[SOURCE RECORDS]:
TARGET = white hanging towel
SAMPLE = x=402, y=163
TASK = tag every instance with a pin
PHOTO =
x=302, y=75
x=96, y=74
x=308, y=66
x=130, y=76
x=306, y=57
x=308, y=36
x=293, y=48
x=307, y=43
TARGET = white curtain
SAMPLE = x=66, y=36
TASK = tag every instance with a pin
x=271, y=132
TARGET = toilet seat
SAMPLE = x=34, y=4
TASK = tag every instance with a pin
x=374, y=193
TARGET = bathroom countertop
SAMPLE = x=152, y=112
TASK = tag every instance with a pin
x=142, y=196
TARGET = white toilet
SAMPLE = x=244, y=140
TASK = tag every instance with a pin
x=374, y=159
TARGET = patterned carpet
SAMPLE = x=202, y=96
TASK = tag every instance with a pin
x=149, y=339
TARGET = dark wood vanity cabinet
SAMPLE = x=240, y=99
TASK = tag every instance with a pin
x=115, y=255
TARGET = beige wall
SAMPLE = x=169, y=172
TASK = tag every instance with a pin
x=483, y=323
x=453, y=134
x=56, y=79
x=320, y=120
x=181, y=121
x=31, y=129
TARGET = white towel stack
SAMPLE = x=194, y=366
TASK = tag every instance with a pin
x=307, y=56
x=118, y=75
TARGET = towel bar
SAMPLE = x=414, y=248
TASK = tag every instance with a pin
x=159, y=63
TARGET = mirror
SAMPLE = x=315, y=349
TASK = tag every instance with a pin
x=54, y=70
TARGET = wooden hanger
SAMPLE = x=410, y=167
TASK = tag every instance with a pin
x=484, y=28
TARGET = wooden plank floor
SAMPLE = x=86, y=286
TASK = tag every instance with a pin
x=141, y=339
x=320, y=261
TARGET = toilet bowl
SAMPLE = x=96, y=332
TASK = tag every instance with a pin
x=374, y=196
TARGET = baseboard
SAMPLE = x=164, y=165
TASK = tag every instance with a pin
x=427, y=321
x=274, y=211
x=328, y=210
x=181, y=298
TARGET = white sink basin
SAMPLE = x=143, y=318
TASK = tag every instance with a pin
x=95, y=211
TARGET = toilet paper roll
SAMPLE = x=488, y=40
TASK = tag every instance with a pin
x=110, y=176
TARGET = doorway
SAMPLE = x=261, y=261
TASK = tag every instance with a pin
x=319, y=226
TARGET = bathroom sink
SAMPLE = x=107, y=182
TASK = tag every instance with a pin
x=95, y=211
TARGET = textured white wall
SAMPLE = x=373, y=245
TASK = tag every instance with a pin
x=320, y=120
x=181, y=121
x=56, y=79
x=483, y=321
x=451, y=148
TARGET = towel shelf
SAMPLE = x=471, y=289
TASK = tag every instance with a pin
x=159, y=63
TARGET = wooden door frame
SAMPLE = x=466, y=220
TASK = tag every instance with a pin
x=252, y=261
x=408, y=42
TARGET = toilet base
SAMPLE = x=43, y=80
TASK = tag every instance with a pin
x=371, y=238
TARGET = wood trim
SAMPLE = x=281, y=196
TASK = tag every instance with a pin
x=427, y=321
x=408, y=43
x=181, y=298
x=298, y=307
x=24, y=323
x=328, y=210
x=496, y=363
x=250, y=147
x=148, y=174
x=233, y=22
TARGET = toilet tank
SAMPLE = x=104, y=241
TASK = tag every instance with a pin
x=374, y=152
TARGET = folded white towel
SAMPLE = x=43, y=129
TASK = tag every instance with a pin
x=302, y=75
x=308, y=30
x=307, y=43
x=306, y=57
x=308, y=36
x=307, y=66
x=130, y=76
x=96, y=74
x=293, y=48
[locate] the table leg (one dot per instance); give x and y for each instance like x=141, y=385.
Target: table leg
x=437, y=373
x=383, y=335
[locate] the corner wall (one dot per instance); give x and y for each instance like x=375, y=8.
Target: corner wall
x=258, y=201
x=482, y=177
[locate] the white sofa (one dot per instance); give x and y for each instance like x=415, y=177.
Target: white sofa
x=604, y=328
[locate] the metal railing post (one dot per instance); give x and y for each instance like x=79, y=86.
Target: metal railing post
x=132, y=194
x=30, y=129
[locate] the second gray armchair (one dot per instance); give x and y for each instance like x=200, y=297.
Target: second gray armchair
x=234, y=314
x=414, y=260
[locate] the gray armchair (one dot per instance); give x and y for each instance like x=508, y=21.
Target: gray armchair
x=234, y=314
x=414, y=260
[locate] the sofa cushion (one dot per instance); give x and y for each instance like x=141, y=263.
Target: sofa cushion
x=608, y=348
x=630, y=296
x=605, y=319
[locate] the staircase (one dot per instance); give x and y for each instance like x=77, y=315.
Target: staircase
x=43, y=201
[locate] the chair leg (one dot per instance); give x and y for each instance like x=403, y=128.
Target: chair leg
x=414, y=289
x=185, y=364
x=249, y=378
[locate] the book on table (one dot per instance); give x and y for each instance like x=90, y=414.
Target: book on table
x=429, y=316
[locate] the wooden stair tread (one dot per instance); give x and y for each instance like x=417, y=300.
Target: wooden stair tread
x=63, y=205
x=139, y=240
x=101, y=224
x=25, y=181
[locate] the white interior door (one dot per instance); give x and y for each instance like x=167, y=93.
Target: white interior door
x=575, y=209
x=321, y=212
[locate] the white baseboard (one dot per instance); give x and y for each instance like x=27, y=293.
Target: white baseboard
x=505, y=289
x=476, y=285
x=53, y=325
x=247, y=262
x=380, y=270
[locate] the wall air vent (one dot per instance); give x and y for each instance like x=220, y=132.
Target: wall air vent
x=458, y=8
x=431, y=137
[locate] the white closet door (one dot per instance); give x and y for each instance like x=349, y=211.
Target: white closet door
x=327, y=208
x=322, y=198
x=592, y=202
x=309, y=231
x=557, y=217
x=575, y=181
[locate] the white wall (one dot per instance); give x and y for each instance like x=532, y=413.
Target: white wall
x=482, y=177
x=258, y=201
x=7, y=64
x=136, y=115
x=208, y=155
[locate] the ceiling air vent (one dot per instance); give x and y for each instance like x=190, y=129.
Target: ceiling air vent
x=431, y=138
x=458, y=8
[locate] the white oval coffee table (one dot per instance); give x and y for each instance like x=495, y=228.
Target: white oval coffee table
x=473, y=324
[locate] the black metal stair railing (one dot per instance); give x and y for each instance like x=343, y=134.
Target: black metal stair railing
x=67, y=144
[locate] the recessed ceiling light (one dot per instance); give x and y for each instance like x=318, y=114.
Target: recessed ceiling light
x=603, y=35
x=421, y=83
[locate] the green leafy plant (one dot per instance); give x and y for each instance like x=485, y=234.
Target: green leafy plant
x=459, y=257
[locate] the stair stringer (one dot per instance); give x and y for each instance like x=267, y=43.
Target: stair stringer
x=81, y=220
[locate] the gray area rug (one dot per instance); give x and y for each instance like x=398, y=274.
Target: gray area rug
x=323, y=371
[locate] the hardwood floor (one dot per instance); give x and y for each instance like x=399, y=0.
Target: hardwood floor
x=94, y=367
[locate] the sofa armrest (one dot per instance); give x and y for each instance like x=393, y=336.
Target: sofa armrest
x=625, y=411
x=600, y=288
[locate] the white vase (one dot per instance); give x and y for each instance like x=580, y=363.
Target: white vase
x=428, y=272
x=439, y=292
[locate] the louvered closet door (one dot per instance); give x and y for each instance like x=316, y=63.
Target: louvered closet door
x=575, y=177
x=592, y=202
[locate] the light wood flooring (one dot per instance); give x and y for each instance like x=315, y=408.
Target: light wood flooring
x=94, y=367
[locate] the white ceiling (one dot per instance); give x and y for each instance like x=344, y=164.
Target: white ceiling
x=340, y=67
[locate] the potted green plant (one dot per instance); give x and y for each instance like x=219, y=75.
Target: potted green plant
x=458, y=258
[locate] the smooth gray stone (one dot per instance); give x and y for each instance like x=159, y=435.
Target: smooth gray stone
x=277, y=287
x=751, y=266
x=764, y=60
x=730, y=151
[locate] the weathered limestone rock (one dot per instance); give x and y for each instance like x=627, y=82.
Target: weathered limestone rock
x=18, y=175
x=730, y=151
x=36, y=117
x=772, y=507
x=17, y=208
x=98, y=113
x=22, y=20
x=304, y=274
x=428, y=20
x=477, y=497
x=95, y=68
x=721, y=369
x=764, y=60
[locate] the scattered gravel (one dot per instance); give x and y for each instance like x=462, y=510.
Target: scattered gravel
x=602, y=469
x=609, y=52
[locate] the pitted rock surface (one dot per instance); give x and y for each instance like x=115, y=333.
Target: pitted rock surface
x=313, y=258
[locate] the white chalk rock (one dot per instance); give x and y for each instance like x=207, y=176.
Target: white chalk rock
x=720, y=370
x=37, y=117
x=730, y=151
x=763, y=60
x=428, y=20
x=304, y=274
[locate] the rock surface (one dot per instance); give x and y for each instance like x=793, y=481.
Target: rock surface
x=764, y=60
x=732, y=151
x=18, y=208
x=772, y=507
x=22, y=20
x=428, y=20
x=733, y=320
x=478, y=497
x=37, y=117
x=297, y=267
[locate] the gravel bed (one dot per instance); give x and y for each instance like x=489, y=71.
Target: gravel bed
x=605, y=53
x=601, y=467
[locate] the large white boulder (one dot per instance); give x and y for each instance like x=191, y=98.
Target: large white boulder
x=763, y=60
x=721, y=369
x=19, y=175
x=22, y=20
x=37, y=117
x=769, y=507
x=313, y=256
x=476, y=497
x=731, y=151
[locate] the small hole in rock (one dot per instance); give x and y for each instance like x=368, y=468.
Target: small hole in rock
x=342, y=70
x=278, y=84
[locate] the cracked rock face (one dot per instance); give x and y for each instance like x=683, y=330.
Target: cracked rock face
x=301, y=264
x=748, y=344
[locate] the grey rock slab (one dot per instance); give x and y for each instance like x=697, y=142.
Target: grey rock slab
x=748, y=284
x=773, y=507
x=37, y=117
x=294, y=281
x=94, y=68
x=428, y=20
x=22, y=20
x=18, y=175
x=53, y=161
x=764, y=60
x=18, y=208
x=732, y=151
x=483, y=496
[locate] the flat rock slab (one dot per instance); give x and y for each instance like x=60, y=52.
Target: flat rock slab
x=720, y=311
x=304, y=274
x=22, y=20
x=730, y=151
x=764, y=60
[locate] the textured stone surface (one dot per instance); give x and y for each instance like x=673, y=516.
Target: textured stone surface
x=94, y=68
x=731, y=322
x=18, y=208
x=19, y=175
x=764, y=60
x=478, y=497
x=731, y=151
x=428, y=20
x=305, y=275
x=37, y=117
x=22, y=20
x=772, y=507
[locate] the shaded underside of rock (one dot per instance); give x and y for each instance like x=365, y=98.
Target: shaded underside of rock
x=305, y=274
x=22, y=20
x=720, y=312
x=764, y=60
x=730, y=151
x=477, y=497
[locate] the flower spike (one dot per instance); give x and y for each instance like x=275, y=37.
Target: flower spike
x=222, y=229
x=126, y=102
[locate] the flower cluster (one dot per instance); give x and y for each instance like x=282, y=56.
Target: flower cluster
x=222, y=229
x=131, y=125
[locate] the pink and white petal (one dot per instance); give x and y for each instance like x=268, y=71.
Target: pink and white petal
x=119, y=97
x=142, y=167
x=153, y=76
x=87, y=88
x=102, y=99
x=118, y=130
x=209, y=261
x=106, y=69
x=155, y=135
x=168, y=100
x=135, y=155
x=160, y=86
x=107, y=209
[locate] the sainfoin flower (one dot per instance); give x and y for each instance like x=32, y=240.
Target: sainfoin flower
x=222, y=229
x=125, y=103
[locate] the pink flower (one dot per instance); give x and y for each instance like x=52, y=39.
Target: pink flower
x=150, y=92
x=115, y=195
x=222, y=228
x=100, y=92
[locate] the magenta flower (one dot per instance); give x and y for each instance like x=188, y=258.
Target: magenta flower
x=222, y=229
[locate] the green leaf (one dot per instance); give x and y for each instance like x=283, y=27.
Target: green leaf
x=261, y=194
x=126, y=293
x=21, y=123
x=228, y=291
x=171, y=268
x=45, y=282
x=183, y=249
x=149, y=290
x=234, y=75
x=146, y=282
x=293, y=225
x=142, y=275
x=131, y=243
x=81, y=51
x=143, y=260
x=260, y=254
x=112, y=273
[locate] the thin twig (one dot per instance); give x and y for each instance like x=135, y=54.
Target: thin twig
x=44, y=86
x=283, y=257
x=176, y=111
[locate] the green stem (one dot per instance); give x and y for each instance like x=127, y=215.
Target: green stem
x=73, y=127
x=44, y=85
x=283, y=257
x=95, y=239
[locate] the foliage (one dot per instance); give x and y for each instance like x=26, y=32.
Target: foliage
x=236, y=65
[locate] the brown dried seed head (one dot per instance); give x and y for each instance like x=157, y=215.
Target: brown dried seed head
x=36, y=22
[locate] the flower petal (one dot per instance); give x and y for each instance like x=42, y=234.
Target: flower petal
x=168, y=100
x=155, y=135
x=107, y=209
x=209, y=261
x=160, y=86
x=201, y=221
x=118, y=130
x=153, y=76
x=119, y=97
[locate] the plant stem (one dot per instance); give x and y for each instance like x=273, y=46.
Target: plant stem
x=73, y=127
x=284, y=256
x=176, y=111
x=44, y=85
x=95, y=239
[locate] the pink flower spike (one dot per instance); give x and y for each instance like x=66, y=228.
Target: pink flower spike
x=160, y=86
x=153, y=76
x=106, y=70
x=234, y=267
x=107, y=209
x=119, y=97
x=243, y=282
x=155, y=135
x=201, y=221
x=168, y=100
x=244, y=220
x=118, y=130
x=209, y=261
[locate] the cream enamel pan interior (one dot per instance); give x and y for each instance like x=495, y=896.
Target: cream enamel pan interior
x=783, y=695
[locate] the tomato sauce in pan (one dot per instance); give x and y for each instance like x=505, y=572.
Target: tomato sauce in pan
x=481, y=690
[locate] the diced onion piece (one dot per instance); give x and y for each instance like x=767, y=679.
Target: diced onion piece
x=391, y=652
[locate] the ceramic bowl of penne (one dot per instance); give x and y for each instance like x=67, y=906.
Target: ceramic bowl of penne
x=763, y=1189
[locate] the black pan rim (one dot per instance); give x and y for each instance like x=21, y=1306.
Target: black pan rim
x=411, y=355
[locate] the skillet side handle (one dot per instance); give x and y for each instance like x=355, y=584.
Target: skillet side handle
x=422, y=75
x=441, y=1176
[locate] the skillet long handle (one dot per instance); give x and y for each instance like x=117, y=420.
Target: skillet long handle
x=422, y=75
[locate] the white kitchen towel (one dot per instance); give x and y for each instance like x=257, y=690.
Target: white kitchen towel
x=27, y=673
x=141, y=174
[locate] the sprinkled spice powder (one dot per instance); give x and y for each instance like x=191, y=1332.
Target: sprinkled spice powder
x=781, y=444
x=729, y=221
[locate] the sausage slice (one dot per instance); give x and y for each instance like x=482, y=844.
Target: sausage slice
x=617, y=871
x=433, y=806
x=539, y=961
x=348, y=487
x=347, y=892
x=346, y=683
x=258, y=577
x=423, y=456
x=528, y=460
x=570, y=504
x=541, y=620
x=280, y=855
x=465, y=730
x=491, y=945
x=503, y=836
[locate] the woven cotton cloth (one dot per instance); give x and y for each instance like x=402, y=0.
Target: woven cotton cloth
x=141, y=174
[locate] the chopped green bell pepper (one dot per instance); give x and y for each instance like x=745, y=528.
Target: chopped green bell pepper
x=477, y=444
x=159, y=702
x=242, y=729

[EXERCISE AIM]:
Render the material as a Markdown table with the columns Row and Entry. Start from the very first line and go on through the line containing "x=31, y=129", leaving out any blank lines.

[OUTPUT FOR THIS EXERCISE]:
| Row | Entry |
|---|---|
| 1 | TARGET = white hanging towel |
| 2 | SAMPLE = x=402, y=163 |
| 3 | TASK = tag every instance with a pin |
| 4 | PHOTO = |
| 5 | x=302, y=75 |
| 6 | x=96, y=74 |
| 7 | x=308, y=66 |
| 8 | x=130, y=76 |
| 9 | x=306, y=57 |
| 10 | x=308, y=36 |
| 11 | x=293, y=48 |
| 12 | x=307, y=43 |
| 13 | TARGET = white curtain |
| 14 | SAMPLE = x=66, y=36 |
| 15 | TASK = tag every instance with a pin |
| 16 | x=271, y=132 |
| 17 | TARGET = toilet seat |
| 18 | SAMPLE = x=34, y=4 |
| 19 | TASK = tag every instance with a pin |
| 20 | x=374, y=193 |
| 21 | TARGET = bathroom countertop |
| 22 | SAMPLE = x=152, y=112 |
| 23 | TASK = tag every instance with a pin |
| 24 | x=142, y=196 |
| 25 | TARGET = white toilet |
| 26 | SAMPLE = x=244, y=140 |
| 27 | TASK = tag every instance with a pin |
| 28 | x=374, y=159 |
| 29 | TARGET = patterned carpet |
| 30 | SAMPLE = x=202, y=96 |
| 31 | TASK = tag every instance with a pin |
| 32 | x=149, y=339 |
| 33 | TARGET = dark wood vanity cabinet |
| 34 | SAMPLE = x=240, y=99 |
| 35 | TASK = tag every instance with a pin |
| 36 | x=115, y=255 |
| 37 | TARGET = beige wall |
| 38 | SAMPLE = x=169, y=172 |
| 39 | TASK = tag every instance with a pin |
| 40 | x=483, y=323 |
| 41 | x=453, y=134 |
| 42 | x=56, y=79 |
| 43 | x=320, y=120 |
| 44 | x=181, y=121 |
| 45 | x=31, y=129 |